--- WORK REQUIRED ---
Taking the data below, please print only the lines from the line holding "negative clicks: (29, 28)" to the line holding "negative clicks: (308, 273) (319, 290)", inclusive, with pictures omitted.

━━━ INPUT MATERIAL

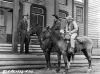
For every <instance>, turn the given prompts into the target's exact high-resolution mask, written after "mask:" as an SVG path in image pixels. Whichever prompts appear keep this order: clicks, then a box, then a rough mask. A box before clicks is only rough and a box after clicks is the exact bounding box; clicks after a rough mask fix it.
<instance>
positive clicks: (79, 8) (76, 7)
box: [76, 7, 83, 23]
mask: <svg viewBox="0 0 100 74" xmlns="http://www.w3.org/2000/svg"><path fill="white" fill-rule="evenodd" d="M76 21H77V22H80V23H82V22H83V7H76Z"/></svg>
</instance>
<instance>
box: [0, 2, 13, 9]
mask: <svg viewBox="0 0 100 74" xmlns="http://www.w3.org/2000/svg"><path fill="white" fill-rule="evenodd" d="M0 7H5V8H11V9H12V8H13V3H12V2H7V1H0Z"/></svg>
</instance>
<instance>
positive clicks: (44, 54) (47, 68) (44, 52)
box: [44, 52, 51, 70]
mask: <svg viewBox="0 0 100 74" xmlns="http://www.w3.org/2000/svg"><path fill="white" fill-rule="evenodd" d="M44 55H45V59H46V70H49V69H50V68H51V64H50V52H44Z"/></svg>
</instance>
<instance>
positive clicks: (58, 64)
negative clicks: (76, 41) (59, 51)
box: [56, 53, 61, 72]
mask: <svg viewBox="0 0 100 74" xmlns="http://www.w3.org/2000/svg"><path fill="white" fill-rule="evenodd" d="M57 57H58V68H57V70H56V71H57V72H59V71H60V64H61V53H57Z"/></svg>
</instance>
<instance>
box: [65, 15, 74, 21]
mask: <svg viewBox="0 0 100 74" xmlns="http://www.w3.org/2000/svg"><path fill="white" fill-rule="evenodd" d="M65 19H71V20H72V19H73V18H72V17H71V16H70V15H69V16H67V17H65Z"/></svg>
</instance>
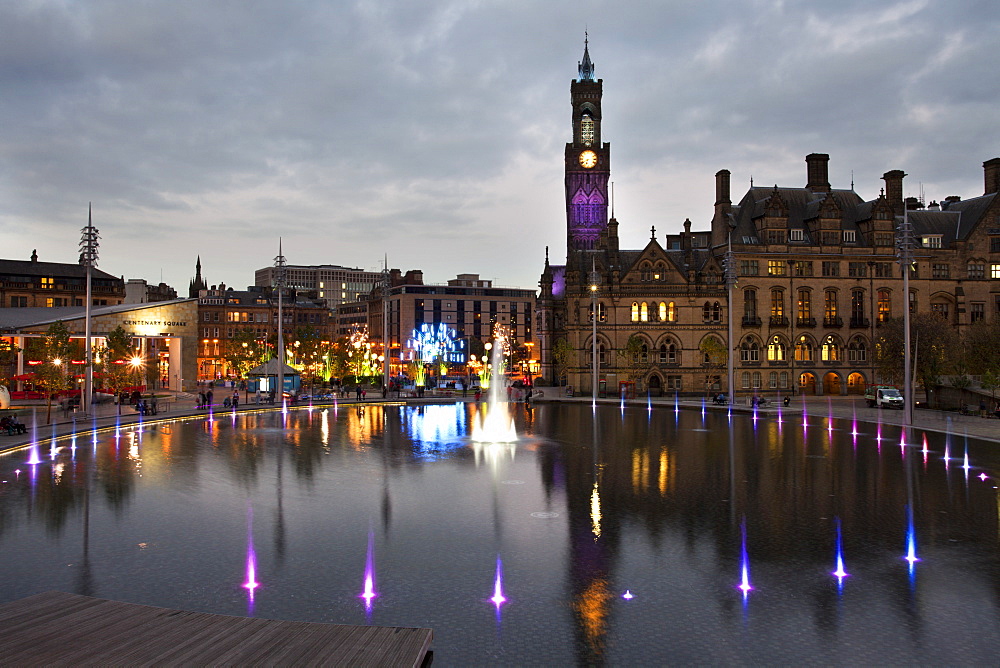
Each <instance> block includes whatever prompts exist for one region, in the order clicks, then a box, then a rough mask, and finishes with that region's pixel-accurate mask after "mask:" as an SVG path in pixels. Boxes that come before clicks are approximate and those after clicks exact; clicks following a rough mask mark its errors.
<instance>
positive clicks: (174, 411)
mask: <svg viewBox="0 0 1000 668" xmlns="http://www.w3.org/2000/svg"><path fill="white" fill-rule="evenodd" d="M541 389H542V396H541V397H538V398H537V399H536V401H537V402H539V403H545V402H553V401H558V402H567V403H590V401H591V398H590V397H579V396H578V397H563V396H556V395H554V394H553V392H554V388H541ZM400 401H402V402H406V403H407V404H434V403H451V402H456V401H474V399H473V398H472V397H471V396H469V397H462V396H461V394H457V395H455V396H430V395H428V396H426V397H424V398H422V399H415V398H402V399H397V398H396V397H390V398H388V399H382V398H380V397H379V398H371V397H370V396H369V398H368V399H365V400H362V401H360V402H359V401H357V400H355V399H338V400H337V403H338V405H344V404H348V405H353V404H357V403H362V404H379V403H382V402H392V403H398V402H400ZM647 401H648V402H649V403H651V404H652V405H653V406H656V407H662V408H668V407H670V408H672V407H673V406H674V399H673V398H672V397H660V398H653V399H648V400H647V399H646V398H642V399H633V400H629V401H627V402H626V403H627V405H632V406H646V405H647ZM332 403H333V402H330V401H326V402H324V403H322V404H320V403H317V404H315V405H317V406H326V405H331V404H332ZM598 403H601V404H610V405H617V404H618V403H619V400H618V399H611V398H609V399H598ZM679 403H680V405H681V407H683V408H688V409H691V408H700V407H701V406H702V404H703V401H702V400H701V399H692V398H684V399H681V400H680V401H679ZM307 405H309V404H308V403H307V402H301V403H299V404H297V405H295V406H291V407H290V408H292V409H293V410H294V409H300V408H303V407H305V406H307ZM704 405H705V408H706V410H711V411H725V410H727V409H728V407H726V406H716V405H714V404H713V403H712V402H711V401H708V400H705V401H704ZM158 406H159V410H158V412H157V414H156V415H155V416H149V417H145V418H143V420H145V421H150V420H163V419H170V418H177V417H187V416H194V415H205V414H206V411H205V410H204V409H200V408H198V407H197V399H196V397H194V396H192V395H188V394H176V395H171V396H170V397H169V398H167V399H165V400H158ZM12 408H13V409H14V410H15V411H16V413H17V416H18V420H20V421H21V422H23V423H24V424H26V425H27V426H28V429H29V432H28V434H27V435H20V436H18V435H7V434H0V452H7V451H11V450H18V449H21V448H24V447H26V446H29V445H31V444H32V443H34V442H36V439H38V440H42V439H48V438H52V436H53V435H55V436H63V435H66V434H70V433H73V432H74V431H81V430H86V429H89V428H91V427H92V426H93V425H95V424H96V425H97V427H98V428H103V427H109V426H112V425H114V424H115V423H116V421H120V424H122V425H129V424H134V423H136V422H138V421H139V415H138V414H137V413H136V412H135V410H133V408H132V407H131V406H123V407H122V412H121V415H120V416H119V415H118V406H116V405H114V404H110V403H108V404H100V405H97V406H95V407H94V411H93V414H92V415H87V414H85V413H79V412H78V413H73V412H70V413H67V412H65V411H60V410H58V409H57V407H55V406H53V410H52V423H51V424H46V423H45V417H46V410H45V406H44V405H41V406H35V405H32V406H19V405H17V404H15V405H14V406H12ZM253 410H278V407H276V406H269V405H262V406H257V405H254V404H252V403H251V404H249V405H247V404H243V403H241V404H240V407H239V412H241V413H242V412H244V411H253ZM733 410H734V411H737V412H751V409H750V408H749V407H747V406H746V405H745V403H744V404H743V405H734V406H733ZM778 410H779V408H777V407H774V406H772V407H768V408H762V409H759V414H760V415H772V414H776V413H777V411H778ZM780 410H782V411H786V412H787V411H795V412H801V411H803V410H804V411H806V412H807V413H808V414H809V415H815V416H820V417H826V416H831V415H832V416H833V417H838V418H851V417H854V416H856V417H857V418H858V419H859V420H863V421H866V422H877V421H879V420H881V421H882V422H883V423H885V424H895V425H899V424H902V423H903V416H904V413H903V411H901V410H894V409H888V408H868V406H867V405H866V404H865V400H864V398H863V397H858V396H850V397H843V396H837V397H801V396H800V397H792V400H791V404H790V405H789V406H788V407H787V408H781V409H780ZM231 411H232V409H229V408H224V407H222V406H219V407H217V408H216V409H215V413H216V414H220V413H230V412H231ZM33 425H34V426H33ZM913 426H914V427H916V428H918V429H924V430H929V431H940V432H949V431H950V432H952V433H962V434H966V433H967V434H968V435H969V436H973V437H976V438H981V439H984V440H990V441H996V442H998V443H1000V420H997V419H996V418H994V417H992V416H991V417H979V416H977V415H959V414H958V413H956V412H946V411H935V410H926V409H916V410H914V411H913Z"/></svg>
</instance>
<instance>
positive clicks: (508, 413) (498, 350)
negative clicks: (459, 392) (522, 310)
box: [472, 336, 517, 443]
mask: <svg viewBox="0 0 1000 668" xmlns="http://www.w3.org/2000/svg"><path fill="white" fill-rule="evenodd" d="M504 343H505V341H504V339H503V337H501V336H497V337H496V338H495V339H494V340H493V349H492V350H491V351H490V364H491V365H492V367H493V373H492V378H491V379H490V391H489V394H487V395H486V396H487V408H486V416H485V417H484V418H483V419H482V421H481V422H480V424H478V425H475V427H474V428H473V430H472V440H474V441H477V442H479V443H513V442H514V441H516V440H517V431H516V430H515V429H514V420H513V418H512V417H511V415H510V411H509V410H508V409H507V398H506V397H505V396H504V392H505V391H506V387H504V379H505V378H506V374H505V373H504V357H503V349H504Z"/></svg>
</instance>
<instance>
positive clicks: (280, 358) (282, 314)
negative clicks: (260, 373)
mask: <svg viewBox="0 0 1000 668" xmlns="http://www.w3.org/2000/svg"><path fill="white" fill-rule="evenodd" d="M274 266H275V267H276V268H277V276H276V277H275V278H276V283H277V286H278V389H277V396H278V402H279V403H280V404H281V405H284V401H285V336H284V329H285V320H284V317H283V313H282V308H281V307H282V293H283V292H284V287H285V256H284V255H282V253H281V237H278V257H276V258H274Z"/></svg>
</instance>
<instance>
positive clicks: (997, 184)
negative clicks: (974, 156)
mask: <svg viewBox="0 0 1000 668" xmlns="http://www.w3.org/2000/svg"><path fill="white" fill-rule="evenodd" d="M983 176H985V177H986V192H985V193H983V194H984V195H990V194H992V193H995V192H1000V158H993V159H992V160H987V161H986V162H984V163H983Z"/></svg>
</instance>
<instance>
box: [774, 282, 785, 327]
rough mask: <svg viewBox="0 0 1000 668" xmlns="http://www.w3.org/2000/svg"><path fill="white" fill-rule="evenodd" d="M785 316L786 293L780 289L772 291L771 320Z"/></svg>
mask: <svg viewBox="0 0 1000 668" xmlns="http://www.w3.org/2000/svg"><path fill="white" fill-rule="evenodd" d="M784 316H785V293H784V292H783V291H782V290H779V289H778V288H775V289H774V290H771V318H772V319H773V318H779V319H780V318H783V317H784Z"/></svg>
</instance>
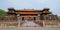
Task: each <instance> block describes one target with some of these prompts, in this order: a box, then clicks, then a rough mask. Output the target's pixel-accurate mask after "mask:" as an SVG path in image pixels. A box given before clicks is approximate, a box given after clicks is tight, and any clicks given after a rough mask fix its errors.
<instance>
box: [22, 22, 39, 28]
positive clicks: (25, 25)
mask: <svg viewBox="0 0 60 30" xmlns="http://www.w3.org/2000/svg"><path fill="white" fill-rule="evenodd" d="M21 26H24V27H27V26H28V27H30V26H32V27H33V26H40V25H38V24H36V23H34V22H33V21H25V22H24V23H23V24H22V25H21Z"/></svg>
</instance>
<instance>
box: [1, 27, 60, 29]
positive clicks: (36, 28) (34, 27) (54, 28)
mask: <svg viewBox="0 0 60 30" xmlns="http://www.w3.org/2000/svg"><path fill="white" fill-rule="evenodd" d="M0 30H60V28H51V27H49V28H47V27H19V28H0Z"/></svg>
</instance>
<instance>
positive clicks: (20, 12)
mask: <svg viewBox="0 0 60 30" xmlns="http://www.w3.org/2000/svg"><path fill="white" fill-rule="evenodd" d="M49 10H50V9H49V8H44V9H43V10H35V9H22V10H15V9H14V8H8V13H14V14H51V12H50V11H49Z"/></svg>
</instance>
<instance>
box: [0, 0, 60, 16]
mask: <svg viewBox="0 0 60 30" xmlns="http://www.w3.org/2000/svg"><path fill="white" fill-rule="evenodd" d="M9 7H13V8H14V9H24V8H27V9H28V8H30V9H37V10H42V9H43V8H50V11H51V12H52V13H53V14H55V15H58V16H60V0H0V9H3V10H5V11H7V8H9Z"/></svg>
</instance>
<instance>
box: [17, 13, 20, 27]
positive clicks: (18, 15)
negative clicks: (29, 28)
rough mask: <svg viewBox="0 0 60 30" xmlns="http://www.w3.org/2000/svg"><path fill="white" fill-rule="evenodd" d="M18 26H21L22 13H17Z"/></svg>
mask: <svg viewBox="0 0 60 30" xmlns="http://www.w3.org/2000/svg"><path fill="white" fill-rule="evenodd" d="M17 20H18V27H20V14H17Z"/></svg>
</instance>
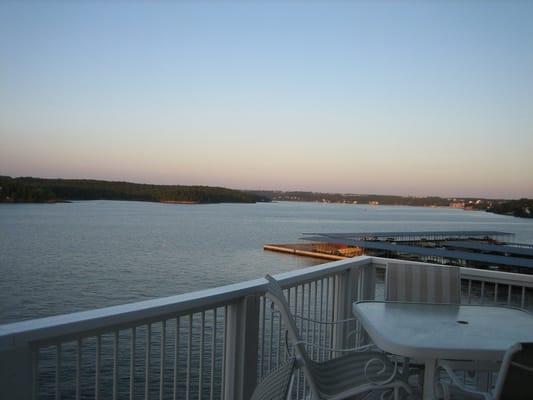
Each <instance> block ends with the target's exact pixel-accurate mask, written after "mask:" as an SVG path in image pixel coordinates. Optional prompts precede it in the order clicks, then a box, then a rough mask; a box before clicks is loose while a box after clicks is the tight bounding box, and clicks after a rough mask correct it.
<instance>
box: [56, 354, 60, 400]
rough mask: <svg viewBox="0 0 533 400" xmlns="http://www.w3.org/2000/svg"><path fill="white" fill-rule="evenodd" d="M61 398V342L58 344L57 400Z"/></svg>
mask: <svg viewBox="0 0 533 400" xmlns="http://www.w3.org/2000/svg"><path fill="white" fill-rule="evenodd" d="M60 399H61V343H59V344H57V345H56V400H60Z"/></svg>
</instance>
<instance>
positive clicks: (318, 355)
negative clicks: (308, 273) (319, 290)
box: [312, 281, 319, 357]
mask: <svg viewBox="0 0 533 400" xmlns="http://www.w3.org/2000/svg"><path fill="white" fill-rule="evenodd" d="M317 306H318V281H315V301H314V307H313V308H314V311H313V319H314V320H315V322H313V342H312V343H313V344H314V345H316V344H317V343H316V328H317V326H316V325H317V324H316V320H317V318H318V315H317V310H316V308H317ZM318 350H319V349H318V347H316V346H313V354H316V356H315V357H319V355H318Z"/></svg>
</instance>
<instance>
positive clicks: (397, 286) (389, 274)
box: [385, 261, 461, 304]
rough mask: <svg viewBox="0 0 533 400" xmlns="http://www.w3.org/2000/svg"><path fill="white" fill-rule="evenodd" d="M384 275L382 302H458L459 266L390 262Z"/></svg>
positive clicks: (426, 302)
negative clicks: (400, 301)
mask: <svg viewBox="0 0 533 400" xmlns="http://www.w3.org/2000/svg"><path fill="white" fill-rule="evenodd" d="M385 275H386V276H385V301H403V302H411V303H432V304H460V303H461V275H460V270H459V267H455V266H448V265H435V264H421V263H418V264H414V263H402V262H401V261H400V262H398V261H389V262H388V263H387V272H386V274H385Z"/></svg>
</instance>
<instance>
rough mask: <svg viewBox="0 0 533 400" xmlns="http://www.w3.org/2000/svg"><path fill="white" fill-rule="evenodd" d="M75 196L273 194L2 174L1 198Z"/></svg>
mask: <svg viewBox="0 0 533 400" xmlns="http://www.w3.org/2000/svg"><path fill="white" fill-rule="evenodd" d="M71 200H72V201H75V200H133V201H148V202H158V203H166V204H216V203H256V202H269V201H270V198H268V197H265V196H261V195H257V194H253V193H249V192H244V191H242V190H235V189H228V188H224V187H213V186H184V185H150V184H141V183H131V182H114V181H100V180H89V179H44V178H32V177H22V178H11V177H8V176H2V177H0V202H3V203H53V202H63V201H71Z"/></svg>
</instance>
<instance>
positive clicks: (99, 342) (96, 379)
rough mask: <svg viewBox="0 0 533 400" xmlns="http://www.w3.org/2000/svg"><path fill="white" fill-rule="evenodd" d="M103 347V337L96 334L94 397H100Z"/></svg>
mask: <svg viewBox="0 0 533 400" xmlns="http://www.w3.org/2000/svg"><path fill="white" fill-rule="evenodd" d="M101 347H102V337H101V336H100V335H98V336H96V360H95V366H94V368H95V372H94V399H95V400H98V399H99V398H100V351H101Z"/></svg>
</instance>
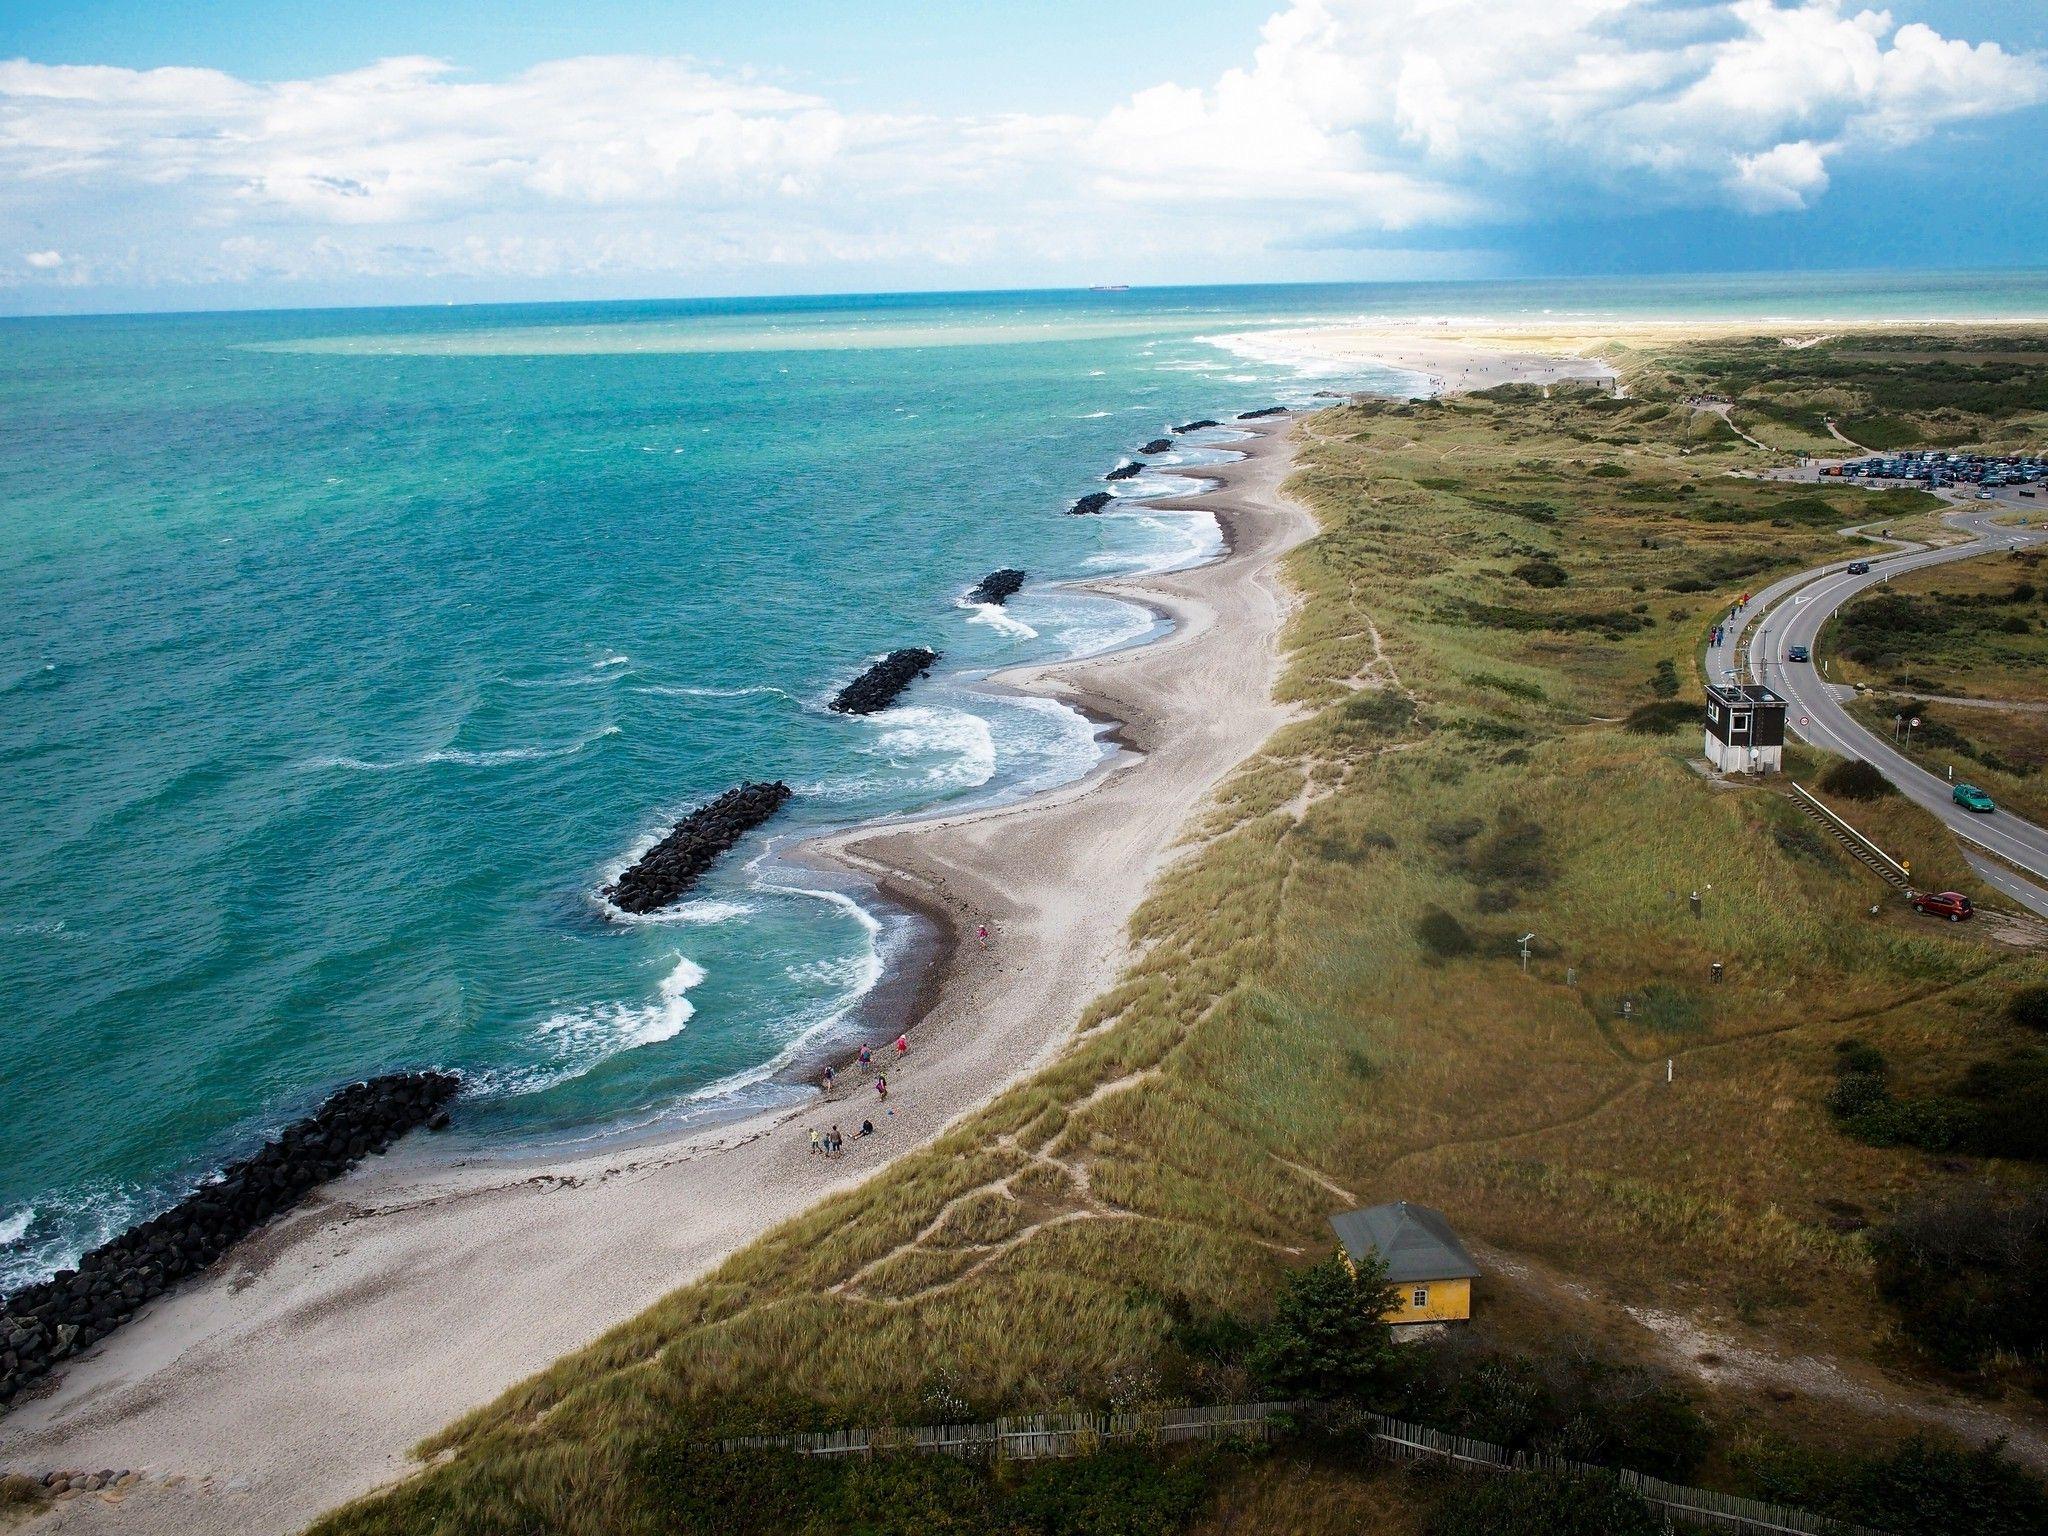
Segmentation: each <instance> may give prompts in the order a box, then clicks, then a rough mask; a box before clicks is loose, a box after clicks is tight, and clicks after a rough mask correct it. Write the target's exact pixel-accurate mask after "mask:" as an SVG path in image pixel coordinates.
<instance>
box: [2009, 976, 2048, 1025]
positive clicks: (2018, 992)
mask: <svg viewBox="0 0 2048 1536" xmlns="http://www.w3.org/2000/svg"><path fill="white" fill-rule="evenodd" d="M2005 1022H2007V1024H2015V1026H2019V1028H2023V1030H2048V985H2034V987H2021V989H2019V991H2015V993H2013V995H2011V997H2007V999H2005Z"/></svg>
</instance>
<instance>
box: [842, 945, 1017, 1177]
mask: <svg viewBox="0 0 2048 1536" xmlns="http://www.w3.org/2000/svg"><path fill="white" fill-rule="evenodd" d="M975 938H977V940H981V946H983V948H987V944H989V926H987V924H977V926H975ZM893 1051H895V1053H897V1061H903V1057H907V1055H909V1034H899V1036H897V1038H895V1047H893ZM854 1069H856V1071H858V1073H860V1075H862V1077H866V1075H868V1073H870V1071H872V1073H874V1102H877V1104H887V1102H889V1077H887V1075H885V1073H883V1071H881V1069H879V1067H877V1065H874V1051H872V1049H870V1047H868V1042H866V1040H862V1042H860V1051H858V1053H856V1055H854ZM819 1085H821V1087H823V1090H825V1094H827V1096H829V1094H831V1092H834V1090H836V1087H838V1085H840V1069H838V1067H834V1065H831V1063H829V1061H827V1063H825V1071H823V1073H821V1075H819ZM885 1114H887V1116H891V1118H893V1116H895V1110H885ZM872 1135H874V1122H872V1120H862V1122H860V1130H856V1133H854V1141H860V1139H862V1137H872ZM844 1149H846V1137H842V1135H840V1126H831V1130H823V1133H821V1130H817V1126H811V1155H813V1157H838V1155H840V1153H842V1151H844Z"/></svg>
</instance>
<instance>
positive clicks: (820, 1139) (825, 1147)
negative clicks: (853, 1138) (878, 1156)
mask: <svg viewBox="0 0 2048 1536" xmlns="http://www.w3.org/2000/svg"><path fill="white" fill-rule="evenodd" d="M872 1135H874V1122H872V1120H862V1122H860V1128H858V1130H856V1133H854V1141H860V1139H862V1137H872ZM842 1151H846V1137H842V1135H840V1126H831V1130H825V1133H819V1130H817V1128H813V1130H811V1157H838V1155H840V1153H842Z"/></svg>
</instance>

━━━━━━

--- PROBLEM SOLUTION ---
negative clicks: (29, 28)
rough mask: <svg viewBox="0 0 60 30" xmlns="http://www.w3.org/2000/svg"><path fill="white" fill-rule="evenodd" d="M18 26H21L22 13H17Z"/></svg>
mask: <svg viewBox="0 0 60 30" xmlns="http://www.w3.org/2000/svg"><path fill="white" fill-rule="evenodd" d="M17 20H18V27H20V14H17Z"/></svg>
</instance>
Each <instance> block ends with the target's exact pixel-accurate mask, written after "mask:" as an SVG path in image pixel coordinates. Optional prompts precede it in the order clicks, then a box, then a rough mask; a box before clicks is loose while a box after clicks is the tight bounding box, and clicks after a rough mask correct it.
<instance>
box: [56, 354, 60, 400]
rough mask: <svg viewBox="0 0 533 400" xmlns="http://www.w3.org/2000/svg"><path fill="white" fill-rule="evenodd" d="M61 398V342L58 344L57 400Z"/></svg>
mask: <svg viewBox="0 0 533 400" xmlns="http://www.w3.org/2000/svg"><path fill="white" fill-rule="evenodd" d="M60 399H61V343H59V344H57V345H56V400H60Z"/></svg>
</instance>
<instance>
positive clicks: (318, 355)
negative clicks: (308, 273) (319, 290)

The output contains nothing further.